** Document segment **
● ● ●
Humanities Research Group

Our fellowship program began in 2019; since it launched, we've awarded 80 fellowships to faculty in 28 different departments or programs. Each academic year, we award 5-10 fellowships to UW faculty and staff, providing them the time, funding, and intellectual community needed to make significant progress on their projects. Fellows work together in weekly meetings to workshop their ideas and commit to the submission of a publication, performance, exhibition, or proposal within twelve months of receiving the fellowship. Furthermore, each cohort nominates one of its members to give the annual Sandeen Lecture in the Humanities.

The application cycle for the Humanities Research Group is currently closed but will open again this fall. We'll update both this page and our funding page when the application opens. Sign up for our newsletter so that you can be notified directly.
● ● ●
** Dataset content **
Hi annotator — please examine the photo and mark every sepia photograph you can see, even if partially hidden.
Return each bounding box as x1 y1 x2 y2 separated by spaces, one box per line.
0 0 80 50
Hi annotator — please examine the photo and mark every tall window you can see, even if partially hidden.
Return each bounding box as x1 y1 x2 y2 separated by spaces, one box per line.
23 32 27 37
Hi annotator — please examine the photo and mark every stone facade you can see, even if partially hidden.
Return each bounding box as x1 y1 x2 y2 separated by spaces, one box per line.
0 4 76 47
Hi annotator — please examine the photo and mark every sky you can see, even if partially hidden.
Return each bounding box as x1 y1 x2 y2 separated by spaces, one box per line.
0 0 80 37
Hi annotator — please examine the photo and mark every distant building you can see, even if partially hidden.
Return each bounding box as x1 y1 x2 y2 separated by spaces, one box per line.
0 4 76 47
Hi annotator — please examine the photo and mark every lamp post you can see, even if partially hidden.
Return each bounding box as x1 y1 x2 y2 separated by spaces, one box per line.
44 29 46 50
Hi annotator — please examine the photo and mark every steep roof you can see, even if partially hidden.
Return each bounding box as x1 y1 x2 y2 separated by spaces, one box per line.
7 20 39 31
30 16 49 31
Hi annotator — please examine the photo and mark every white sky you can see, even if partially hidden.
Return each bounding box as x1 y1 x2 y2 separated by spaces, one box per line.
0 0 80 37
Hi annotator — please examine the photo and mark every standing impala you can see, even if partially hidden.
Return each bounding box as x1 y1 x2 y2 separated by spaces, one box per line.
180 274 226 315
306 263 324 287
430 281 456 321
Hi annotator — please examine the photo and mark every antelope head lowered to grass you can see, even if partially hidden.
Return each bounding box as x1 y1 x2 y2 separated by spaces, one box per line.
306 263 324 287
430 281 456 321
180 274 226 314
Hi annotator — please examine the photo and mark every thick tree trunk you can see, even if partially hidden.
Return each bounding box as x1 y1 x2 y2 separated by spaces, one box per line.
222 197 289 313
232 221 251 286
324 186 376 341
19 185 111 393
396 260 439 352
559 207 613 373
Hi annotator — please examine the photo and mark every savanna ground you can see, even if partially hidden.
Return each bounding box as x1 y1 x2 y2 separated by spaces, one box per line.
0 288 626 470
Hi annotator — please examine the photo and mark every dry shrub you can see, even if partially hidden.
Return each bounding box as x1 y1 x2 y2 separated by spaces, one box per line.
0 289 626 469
● ● ●
** Tasks and exercises **
a: Transcribe the stretch of the Humanities Research Group passage from "The application cycle" through "be notified directly.".
b: Go on with the Humanities Research Group passage, picking up from where it stops.

** Results **
a:
The application cycle for the Humanities Research Group is currently closed but will open again this fall. We'll update both this page and our funding page when the application opens. Sign up for our newsletter so that you can be notified directly.

b:
Are you an alum of the research group? We'd love to know about the successes resulting from your fellowship! You an report an outcome by completing this form or emailing us at humanities@uwyo.edu

Fellows reading together inside the Cooper House

The Sandeen Lecture in the Humanities

Named for the institute’s founding director, Dr. Eric Sandeen, the Sandeen Lecutre is our marquee event. Each year, fellows in the Humanities Research Group vote to decide who among them will deliver the annual lecture. The process shows that the winner has the respect of their peers and that their work showcases some of the finest humanities research on campus. The Sandeen Lecture occurs every December on the Monday before finals week. The series began in 2019 and has included the following lectures:

 

2019

Rachel Sailor, "The Broad Movement: Pictorial Photography in the American West, 1900-1950" 


2020

Caskey Russell, “‘Then Fight For It’: The History of Alaskan Native Civil Rights" 


2021

Tracey Owens Patton, “Womb Wars: Mixed Race Children and Whiteness in the Post-Nazi Era” 


2022

Breezy Taggart, “Reclaiming Mental Health Representations through Contemporary Art”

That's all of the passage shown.